Gaza banks face cash crisis
Currency shortage prompts branches in Palestinian territory to shut their doors.

Israel also said on Thursday that it would allow foreign journalists to enter, lifting an effective media blackout for the first time since November 4.
Israel closed the border crossings with Gaza after a deadly Israeli army raid into the coastal enclave triggered an increased number of cross-border rocket attacks by Palestinian fighters.
Cash shortage
Salam Fayyad, the Palestinian prime minister whose Western-backed government is based in the Israeli-occupied West Bank, said earlier this week that there was not enough cash in the Gaza Strip to cover salaries for more than 77,000 government workers there.
Fayyad said 250 million Israeli shekels ($63 million) was needed to pay the salaries but that banks in the Gaza Strip had only 47 million shekels ($12 million).
Peter Lerner, spokesman for Israel’s military co-ordinator for the Gaza Strip, said the army would allow in 40 truckloads of food and medical supplies though the Karem Abu Salem crossing (Kerem Shalom), as well as 33 lorry loads of grain through the Karni crossing.
Israel also opened the Nahal Oz border terminal to EU-funded fuel for Gaza’s sole power plant, Lerner said.
Ehud Barak, the Israeli defence minister, authorised the delivery of 70 lorry-loads of food and basic supplies into Gaza and an unspecified quantity of fuel for the territory’s sole power plant, ahead of the Muslim feast of Eid al-Adha, his office said in a statement.
Palestinian officials in Gaza said Thursday’s shipments would do little to alleviate the shortages.

----------------------------------------

> What the task requires: Update the part of the Gaza cash crisis article that opens with "Ehud Barak, the" and closes with "alleviate the shortages.", changing "lorry-loads" to "truckloads".

> Entries supplied:
----------------------------------------

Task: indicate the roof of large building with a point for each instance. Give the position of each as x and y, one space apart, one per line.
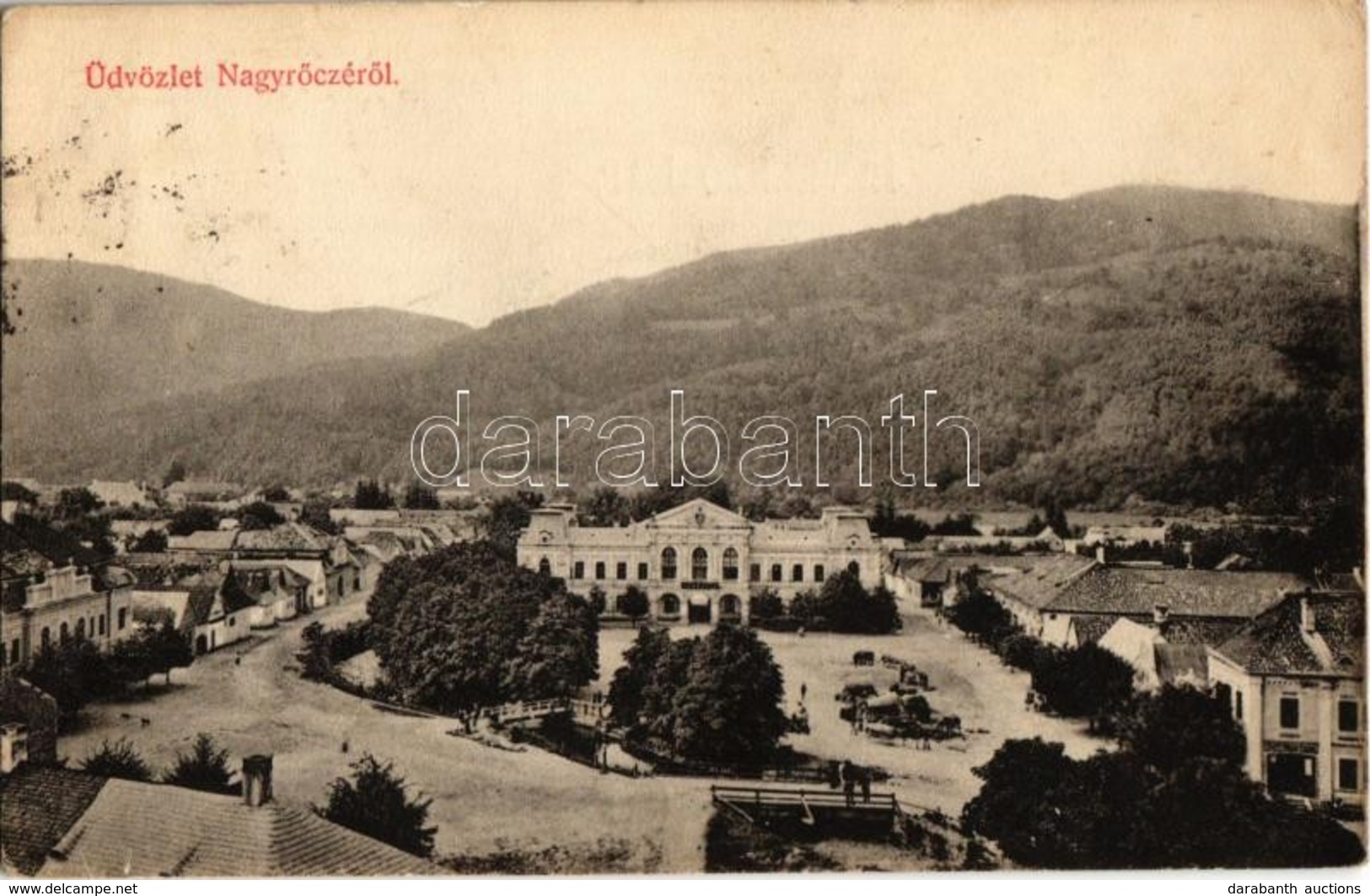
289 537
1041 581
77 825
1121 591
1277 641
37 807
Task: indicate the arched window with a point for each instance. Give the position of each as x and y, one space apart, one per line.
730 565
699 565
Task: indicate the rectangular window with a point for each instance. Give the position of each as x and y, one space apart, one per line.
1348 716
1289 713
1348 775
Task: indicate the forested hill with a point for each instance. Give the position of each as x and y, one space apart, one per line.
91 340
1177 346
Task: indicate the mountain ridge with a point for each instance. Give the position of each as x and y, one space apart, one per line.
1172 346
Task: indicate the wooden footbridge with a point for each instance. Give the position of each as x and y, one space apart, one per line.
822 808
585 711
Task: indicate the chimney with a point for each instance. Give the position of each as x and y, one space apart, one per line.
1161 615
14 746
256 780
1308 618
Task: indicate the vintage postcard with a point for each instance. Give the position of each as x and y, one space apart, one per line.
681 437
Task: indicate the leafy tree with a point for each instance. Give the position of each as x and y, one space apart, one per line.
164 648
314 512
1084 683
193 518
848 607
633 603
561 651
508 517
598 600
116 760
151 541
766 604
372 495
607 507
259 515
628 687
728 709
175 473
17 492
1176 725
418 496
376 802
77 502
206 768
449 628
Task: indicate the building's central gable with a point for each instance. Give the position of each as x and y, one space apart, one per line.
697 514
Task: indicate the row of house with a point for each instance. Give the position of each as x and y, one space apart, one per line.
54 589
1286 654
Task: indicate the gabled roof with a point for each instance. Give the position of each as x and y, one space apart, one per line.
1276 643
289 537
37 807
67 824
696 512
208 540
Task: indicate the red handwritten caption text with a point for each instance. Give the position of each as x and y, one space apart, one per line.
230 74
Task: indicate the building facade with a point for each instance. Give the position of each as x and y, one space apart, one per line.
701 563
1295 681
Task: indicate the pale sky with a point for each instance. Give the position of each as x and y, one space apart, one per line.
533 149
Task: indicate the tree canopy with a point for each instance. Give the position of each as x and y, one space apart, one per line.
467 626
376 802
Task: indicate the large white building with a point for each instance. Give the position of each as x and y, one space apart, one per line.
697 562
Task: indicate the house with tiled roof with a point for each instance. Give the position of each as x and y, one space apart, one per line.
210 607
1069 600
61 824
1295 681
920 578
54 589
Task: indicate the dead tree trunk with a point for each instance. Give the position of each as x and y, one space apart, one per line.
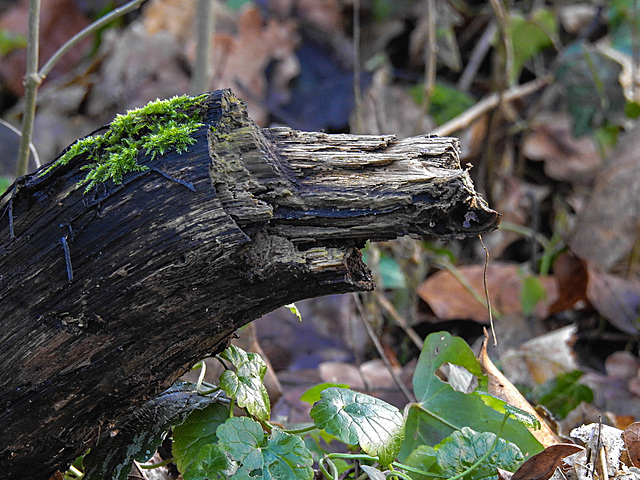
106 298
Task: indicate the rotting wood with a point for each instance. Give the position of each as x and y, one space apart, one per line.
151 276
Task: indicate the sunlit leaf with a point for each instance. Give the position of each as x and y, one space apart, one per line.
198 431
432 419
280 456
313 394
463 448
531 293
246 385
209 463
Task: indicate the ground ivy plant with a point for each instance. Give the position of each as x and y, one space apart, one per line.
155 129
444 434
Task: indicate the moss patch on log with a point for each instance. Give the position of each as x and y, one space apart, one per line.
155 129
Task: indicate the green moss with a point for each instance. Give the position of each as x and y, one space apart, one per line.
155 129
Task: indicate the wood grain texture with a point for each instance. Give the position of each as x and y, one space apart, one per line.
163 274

----------------------------------------

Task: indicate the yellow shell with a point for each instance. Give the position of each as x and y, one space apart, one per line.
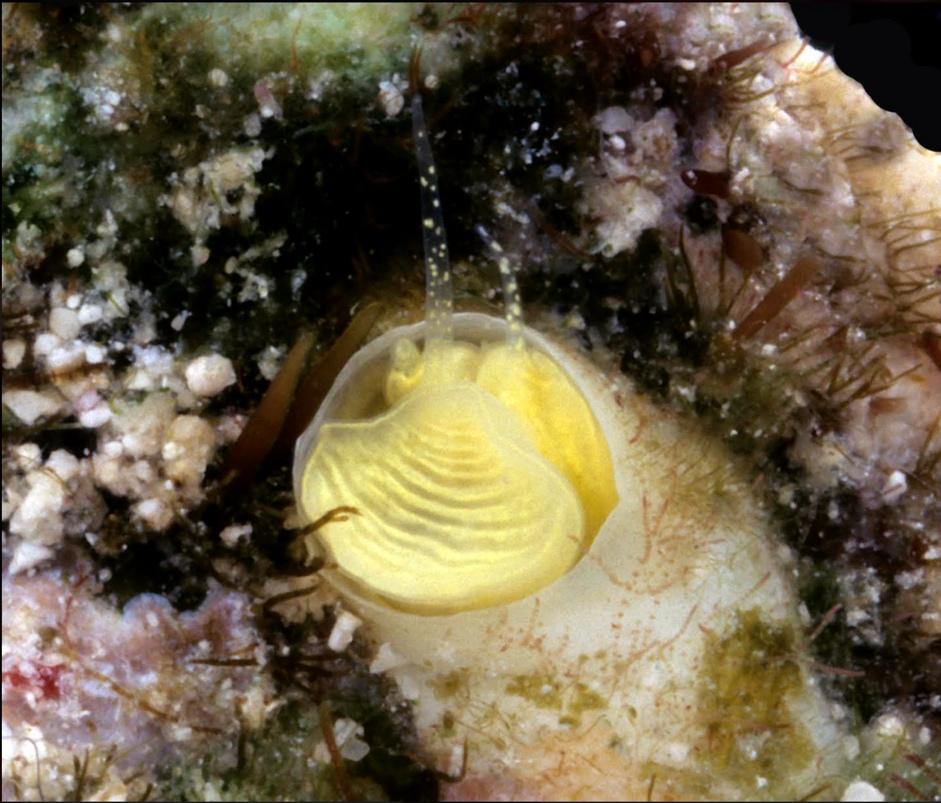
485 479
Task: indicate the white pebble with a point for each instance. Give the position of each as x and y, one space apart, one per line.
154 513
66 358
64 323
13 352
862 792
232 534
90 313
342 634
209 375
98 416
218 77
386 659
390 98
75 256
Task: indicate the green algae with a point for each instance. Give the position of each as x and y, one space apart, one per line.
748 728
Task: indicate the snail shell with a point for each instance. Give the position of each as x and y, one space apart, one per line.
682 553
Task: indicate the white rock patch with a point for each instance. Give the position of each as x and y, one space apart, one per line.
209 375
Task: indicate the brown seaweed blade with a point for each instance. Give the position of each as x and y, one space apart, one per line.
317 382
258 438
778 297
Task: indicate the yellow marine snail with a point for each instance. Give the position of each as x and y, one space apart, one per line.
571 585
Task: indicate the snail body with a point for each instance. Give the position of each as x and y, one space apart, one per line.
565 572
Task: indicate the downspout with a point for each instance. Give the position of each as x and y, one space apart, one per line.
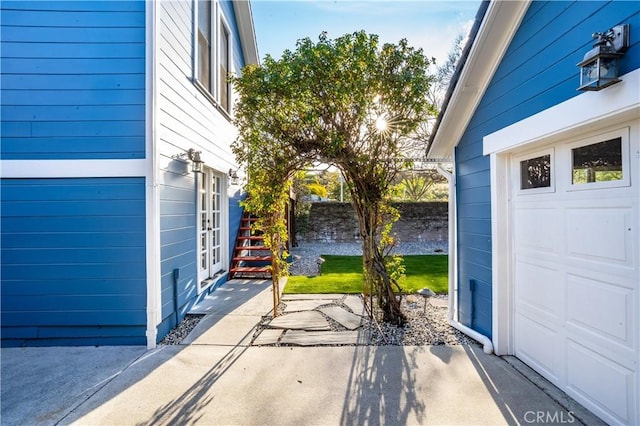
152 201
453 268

----------------------------------------

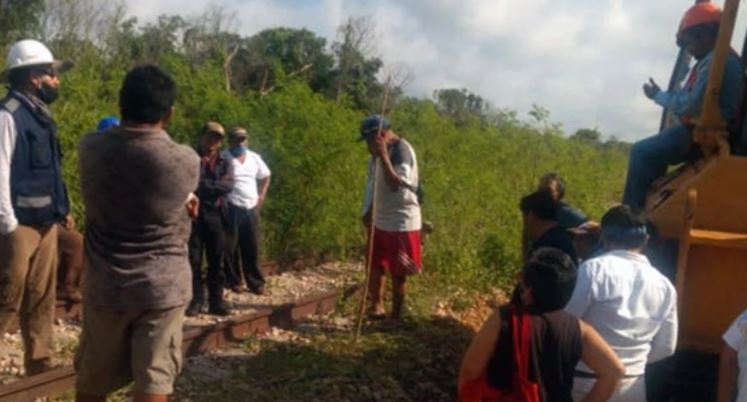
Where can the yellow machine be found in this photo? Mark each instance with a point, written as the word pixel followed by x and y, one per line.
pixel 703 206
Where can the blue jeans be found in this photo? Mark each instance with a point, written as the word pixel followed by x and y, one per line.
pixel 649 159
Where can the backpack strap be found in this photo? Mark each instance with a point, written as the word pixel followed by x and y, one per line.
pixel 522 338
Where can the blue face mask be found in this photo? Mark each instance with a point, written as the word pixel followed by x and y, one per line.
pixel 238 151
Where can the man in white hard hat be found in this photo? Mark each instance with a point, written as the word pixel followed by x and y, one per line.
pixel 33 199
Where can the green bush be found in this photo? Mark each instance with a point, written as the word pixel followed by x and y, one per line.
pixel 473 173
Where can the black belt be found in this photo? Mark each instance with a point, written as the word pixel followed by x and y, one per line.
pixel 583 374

----------------------------------------

> Result of the task:
Ehud Barak, the Israeli defence minister, authorised the delivery of 70 truckloads of food and basic supplies into Gaza and an unspecified quantity of fuel for the territory’s sole power plant, ahead of the Muslim feast of Eid al-Adha, his office said in a statement.
Palestinian officials in Gaza said Thursday’s shipments would do little to alleviate the shortages.